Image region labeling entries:
════════════════════
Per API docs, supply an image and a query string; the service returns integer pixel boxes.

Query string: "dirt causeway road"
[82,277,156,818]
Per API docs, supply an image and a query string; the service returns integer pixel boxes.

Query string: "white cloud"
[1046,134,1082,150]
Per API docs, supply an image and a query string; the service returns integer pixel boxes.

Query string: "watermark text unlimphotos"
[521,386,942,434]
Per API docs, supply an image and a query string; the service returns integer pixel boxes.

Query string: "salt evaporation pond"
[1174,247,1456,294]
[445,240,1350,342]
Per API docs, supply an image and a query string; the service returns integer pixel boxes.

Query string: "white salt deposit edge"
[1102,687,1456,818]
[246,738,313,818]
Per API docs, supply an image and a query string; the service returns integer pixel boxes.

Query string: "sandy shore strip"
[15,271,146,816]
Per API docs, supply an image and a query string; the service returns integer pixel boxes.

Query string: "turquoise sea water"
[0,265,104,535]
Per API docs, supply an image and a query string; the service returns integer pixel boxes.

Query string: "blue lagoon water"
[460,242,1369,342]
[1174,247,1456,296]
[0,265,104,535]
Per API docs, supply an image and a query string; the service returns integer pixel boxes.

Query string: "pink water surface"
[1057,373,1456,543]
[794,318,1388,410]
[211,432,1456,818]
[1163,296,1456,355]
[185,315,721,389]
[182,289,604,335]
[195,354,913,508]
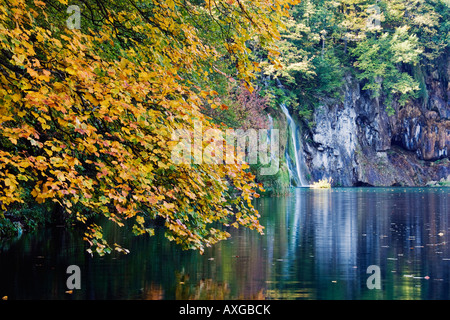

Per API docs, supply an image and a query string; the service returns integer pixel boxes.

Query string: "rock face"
[303,63,450,186]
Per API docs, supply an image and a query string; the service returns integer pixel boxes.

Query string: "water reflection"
[0,188,450,299]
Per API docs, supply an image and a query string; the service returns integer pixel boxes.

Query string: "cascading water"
[280,103,307,187]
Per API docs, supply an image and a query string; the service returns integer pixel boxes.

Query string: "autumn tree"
[0,0,295,254]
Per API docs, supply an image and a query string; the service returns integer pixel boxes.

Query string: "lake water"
[0,188,450,300]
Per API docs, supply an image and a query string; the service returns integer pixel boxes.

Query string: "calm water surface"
[0,188,450,300]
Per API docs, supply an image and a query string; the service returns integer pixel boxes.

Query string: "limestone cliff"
[303,58,450,186]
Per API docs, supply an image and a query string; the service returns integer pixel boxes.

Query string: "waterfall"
[280,103,307,187]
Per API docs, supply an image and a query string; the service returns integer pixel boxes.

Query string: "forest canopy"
[0,0,296,254]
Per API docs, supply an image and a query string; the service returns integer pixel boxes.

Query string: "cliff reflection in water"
[0,188,450,299]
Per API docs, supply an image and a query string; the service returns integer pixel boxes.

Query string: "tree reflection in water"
[0,188,450,299]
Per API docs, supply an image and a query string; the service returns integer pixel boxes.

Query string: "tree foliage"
[0,0,295,254]
[263,0,450,118]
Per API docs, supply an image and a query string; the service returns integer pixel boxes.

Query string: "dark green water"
[0,188,450,300]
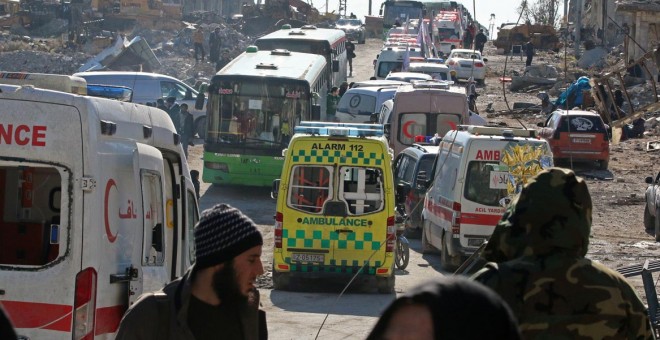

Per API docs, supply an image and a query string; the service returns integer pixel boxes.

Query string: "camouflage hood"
[482,168,592,263]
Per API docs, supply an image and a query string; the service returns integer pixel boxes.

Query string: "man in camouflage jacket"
[473,168,655,339]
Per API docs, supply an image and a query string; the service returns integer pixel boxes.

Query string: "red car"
[538,110,610,170]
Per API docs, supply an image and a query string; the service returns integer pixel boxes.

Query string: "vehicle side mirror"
[270,179,280,199]
[151,223,163,253]
[416,171,429,189]
[195,92,206,110]
[394,183,410,204]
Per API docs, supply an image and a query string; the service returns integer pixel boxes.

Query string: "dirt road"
[184,39,660,339]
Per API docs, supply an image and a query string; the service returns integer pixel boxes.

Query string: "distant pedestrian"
[474,28,488,55]
[209,27,221,63]
[346,39,356,77]
[193,27,204,62]
[473,168,655,339]
[525,40,534,66]
[116,204,268,340]
[165,97,181,135]
[325,86,339,122]
[179,103,195,158]
[367,276,521,340]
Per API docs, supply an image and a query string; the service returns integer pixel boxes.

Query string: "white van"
[381,81,470,155]
[336,85,398,123]
[74,71,206,138]
[0,85,198,340]
[422,125,552,270]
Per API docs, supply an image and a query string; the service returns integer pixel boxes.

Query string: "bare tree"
[518,0,560,26]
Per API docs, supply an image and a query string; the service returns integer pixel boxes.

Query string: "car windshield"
[337,19,362,26]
════════════════════
Exercise objective:
Which lines in the rows above contain the word "white"? Collect all of them, matching case exactly.

Right answer:
Query string: "white cloud"
Query string: "white salt deposit edge"
Query string: "white van"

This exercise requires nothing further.